* begin *

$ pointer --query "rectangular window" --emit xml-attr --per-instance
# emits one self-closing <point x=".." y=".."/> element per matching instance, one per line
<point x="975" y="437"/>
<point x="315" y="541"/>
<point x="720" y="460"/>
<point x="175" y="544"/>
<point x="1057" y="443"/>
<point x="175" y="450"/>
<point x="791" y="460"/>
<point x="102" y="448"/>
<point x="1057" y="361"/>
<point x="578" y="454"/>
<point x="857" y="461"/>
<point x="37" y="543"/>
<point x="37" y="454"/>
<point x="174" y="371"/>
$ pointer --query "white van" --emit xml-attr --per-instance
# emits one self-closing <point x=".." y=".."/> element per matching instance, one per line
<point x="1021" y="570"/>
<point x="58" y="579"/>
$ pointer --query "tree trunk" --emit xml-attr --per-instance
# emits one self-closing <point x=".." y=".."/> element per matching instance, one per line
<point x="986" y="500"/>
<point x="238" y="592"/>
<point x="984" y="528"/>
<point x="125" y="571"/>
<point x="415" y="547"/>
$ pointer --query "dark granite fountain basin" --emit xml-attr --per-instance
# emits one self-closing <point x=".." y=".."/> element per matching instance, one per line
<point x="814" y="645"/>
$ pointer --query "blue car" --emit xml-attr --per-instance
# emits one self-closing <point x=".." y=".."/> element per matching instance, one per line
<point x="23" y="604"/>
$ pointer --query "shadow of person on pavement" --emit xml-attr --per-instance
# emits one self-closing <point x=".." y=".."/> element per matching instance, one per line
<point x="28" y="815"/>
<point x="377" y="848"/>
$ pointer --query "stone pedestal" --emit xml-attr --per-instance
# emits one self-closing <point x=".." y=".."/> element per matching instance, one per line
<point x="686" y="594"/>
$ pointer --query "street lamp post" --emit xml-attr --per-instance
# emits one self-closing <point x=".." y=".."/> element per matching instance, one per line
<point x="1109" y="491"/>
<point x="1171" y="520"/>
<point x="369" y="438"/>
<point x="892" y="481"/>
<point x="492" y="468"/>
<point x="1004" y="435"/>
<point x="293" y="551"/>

* end *

What is asked:
Please reproduce the lines above without any changes.

Response:
$ pointer --query "rectangular window" --emit xml-attr --per-instance
# emits one self-closing <point x=".." y=".."/> element per matching instance, one per line
<point x="975" y="437"/>
<point x="315" y="541"/>
<point x="720" y="460"/>
<point x="175" y="544"/>
<point x="1057" y="443"/>
<point x="175" y="450"/>
<point x="791" y="460"/>
<point x="102" y="448"/>
<point x="1057" y="361"/>
<point x="578" y="454"/>
<point x="857" y="461"/>
<point x="37" y="543"/>
<point x="37" y="454"/>
<point x="174" y="371"/>
$ pointer --query "white van" --emit xml-attr --per-instance
# emits one self-closing <point x=".." y=".."/> element per matching instance, one per line
<point x="1021" y="570"/>
<point x="58" y="579"/>
$ pointer --query "tree trunk" --emit xml-attr --per-instance
# emits one self-closing <point x=".." y=".."/> element per matching instance, one per line
<point x="986" y="500"/>
<point x="238" y="592"/>
<point x="984" y="528"/>
<point x="125" y="571"/>
<point x="415" y="547"/>
$ pointer --query "dark granite fountain basin" --emit xml-attr --per-instance
# emits one self-closing <point x=".." y=".."/> element per matching instance, one per line
<point x="814" y="645"/>
$ pointer --query "blue car" --emit xml-attr --per-instance
# emits one self-closing <point x=".." y=".."/> element per matching instance, one per line
<point x="23" y="604"/>
$ pointer --query "shadow of person on pavement" --emit xml-attr --per-instance
# emits one self-closing <point x=".." y=".."/> element per matching instance, one per line
<point x="28" y="815"/>
<point x="377" y="848"/>
$ pointer --query "stone pedestal" --emit xml-attr --per-instance
# emits one self-closing <point x=".." y=".."/> element per matching instance, one per line
<point x="686" y="594"/>
$ pointer --query "street lamp post" --emit xml-attr --per-instance
# emits one self-closing <point x=".." y=".."/> element per matching instance, one per line
<point x="1109" y="491"/>
<point x="1171" y="520"/>
<point x="369" y="438"/>
<point x="892" y="481"/>
<point x="492" y="468"/>
<point x="1004" y="435"/>
<point x="293" y="551"/>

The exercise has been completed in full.